(RECORDED INFORMATION Opens)
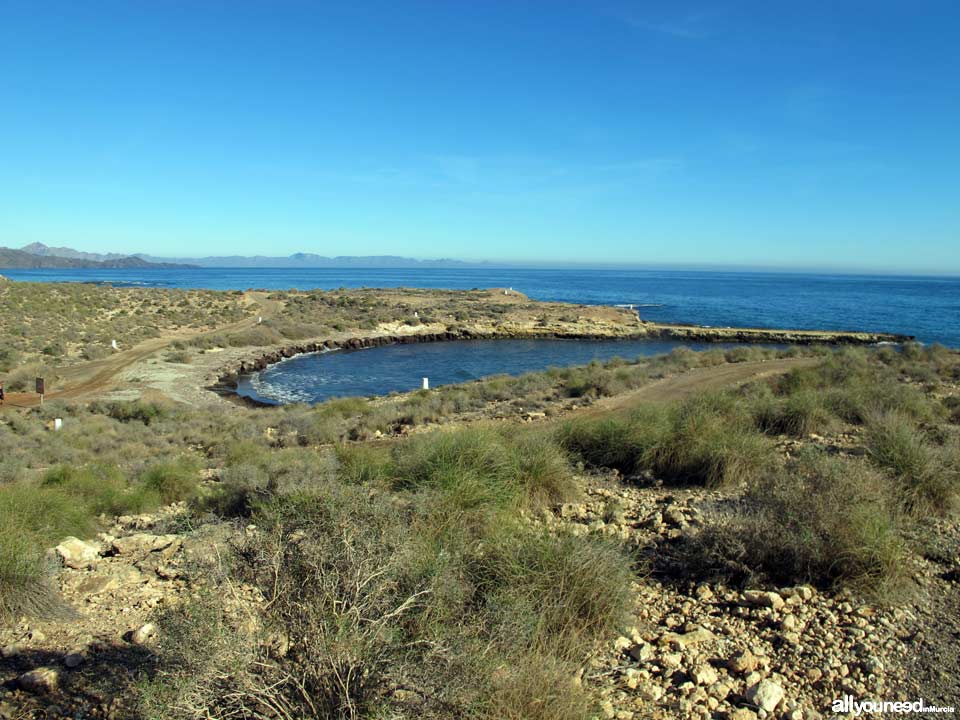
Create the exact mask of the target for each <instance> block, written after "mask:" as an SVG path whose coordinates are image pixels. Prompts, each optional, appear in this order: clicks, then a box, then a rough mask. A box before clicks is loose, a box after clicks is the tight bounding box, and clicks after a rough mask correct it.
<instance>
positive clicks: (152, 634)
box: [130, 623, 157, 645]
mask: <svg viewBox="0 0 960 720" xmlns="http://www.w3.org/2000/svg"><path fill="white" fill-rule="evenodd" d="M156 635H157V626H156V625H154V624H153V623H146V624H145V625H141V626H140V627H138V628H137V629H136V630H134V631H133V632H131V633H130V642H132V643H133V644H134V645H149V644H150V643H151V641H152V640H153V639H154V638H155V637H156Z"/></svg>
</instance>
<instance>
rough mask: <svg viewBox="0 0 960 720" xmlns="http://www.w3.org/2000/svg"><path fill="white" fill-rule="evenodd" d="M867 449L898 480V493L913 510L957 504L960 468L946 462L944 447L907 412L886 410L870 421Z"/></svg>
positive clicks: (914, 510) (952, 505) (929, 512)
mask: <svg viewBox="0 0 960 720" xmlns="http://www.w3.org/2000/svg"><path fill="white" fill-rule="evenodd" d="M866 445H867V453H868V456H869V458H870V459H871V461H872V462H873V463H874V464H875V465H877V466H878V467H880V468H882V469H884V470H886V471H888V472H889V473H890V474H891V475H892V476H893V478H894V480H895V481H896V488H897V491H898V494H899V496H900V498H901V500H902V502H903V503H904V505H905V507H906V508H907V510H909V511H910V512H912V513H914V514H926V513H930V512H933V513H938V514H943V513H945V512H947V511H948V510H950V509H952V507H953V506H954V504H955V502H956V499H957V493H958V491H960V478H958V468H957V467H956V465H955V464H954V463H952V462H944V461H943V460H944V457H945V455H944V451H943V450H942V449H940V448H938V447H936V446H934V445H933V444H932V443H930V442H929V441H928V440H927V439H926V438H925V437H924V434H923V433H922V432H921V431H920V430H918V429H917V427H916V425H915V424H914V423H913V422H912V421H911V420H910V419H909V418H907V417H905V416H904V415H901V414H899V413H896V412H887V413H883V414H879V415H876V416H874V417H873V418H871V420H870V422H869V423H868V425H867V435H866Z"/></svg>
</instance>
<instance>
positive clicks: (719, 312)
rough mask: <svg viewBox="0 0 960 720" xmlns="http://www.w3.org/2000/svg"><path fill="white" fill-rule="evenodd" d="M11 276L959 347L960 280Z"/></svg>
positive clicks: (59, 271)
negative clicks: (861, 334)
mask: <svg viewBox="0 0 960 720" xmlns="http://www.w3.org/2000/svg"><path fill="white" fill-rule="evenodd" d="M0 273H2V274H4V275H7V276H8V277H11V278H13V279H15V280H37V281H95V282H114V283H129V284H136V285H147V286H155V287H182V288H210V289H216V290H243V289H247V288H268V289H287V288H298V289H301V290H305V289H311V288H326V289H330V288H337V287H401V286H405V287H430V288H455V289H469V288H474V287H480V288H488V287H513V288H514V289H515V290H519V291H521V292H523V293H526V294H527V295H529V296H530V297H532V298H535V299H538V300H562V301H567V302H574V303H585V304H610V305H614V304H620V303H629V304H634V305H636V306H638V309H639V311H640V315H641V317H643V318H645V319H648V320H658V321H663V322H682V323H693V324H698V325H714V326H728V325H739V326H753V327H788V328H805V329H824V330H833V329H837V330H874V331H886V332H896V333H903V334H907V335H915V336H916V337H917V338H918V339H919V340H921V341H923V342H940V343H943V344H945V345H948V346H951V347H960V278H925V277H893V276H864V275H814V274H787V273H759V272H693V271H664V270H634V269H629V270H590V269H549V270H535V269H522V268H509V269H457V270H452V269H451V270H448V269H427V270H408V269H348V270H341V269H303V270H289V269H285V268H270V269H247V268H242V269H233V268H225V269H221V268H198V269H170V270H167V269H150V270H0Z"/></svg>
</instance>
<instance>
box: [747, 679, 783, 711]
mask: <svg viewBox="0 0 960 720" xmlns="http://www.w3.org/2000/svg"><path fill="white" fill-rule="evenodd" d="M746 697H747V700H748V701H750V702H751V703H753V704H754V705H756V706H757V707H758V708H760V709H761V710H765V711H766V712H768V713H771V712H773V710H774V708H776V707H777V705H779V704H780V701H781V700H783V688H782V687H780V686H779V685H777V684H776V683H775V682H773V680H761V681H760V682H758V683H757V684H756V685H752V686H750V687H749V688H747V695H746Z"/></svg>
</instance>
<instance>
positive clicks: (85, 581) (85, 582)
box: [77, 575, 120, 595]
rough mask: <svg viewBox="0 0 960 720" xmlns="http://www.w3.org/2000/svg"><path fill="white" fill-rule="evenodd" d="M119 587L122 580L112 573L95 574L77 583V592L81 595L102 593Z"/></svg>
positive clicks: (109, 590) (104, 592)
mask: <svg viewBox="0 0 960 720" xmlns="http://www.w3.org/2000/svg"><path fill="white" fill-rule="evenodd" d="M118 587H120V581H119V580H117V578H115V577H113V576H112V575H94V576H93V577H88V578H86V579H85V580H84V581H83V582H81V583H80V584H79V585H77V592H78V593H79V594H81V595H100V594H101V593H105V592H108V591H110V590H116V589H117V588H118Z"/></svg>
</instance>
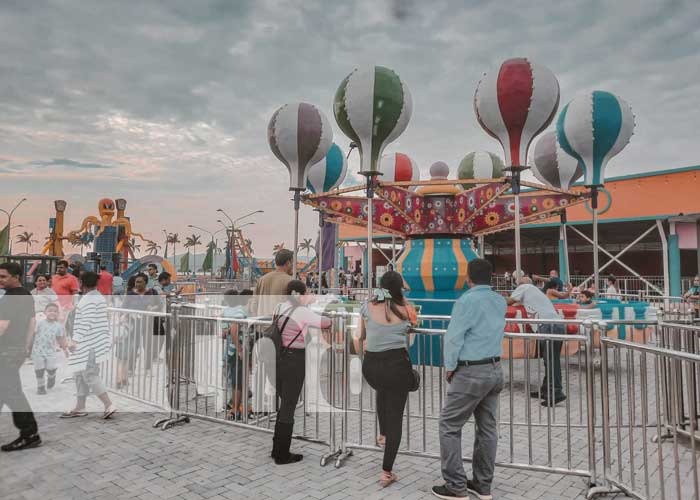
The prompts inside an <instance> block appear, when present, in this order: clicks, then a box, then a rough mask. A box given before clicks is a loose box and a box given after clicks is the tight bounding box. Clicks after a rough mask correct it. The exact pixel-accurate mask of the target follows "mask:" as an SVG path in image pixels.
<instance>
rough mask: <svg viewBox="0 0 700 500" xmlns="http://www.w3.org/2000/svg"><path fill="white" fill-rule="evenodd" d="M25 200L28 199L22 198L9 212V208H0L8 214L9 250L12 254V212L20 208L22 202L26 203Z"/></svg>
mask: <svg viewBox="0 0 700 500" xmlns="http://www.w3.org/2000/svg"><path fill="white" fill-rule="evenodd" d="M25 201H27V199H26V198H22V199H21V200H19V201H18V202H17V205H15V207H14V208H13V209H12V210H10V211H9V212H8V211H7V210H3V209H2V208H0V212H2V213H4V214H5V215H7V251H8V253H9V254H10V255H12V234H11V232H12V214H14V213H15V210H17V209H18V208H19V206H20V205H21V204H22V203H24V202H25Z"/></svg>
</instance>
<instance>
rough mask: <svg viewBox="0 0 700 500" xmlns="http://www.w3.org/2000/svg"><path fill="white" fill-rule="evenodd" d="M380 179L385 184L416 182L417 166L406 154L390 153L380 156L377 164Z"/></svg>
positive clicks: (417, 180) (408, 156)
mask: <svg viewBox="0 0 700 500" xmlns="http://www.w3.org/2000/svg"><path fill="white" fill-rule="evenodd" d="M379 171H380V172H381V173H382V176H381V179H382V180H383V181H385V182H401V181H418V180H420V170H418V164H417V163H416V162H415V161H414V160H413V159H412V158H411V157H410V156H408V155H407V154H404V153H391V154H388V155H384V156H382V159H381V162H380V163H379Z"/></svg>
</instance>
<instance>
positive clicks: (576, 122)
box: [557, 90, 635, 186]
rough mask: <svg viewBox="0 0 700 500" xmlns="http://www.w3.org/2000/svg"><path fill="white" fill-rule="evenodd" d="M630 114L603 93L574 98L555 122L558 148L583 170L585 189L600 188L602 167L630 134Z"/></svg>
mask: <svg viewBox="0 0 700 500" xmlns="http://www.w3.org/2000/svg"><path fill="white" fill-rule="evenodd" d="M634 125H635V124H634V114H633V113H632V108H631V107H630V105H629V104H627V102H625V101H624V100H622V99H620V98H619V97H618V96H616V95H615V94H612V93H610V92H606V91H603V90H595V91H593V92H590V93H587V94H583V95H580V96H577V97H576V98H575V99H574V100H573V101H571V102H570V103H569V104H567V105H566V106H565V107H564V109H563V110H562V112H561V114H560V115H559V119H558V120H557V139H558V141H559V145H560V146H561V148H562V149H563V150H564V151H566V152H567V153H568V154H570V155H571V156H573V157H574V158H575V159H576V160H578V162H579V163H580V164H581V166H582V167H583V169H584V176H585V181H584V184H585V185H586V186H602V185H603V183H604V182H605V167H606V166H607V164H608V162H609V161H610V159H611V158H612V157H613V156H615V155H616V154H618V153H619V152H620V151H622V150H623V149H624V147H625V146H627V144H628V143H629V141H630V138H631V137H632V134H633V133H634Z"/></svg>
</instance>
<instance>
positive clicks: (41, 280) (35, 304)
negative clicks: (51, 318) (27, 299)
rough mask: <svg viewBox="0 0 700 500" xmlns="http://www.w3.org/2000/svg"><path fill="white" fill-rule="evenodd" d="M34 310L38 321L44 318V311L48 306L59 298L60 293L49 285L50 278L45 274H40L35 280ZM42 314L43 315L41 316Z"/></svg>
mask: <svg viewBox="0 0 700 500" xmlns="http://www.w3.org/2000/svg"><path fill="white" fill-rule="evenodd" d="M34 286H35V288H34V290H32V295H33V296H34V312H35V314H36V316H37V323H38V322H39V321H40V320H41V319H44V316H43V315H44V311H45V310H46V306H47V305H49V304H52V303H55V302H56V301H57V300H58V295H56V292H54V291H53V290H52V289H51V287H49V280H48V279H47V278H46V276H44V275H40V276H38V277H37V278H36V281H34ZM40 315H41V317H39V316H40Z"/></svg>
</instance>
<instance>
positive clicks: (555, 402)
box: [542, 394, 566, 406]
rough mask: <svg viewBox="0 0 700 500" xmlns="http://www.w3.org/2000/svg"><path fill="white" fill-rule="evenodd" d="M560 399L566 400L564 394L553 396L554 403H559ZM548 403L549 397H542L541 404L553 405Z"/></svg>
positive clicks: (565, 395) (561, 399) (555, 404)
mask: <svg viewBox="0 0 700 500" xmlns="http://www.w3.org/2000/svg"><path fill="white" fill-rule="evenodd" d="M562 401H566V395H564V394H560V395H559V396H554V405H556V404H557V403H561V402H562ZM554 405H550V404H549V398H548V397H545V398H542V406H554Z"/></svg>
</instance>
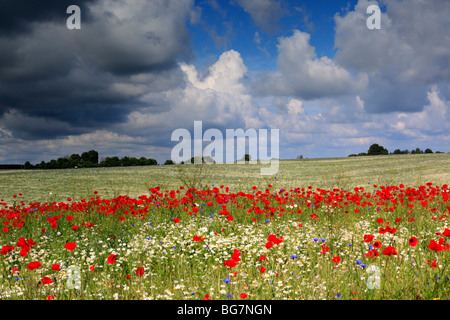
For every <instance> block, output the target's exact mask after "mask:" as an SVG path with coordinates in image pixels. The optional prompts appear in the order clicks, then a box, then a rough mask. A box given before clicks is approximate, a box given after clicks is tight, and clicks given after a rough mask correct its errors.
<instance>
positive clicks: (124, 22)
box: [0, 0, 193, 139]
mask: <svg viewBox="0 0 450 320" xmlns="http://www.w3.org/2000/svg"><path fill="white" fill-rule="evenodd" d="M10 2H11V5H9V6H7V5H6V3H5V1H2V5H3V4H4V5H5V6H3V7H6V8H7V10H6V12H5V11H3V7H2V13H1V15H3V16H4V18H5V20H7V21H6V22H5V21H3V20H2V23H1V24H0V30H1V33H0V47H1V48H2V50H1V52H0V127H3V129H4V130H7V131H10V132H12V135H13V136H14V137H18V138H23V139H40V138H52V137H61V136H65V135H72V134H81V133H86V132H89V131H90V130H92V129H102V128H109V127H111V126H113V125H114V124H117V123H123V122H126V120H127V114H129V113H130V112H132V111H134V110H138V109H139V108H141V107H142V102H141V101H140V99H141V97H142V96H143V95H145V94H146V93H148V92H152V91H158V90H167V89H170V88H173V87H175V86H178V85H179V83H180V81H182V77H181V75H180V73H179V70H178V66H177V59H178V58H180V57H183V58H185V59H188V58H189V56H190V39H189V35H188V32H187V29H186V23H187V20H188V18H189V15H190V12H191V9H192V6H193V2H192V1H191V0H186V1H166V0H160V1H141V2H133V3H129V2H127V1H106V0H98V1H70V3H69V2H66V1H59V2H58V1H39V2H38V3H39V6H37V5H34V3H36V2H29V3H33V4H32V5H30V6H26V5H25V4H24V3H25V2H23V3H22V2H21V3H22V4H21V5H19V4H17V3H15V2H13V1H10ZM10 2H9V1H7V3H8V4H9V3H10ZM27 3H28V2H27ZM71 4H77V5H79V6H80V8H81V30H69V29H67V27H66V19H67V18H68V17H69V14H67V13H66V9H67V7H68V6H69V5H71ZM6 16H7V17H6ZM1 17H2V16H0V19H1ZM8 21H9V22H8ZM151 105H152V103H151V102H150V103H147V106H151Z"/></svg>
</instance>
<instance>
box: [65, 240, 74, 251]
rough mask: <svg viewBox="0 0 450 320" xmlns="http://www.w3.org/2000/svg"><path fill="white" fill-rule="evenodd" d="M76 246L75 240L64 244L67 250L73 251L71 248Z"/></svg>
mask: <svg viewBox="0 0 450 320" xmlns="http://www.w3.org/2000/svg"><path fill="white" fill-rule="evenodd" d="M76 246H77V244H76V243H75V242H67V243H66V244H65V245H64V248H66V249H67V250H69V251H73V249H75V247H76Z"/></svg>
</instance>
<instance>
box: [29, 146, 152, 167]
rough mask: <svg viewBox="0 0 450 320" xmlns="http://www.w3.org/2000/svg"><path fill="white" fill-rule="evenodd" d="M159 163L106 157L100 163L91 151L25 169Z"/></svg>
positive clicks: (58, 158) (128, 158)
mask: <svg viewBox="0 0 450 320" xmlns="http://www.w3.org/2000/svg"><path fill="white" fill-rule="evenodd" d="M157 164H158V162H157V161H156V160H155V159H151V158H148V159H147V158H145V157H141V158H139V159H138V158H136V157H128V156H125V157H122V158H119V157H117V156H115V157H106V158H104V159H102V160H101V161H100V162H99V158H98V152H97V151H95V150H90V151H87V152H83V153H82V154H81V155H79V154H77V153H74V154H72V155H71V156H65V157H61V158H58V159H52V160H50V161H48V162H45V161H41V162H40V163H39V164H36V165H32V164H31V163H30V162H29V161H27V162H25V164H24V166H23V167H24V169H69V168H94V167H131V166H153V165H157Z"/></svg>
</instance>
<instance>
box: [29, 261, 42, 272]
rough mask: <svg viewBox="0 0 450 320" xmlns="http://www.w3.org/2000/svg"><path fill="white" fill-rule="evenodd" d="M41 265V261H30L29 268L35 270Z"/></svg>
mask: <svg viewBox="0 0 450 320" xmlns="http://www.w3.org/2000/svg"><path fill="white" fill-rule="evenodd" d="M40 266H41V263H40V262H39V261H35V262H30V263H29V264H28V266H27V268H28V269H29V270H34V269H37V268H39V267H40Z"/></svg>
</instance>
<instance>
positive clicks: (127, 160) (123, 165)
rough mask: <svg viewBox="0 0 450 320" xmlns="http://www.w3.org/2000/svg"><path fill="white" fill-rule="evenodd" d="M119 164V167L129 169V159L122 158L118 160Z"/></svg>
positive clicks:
(RECORDED INFORMATION Closes)
List the lines of the records where "after" occurs.

THE ANSWER =
Create the exact mask of the target for each <instance> block, written after "mask:" as an SVG path whose coordinates are image pixels. Prompts, each optional, appear in this order: clicks, then a box, then a rough mask. A box before clicks is loose, a box after clicks is the tight bounding box, and clicks after a rough mask correct it.
The prompts inside an <instance> block appear, when present, in this order: clicks, then a box, then a rough mask. A box given before clicks is a loose box and a box given after clicks is the tight bounding box. Clicks after a rough mask correct it. The exact pixel-accurate mask of the target follows "mask:" as an SVG path in image pixels.
For every <instance> block, output the target's exact mask after "mask:" as an SVG path with coordinates in image pixels. The optional prompts appear in the order clicks, then a box, then a rough mask. A box given before clicks is approximate, a box given after clicks is tight, and clicks given after a rough mask correct its errors.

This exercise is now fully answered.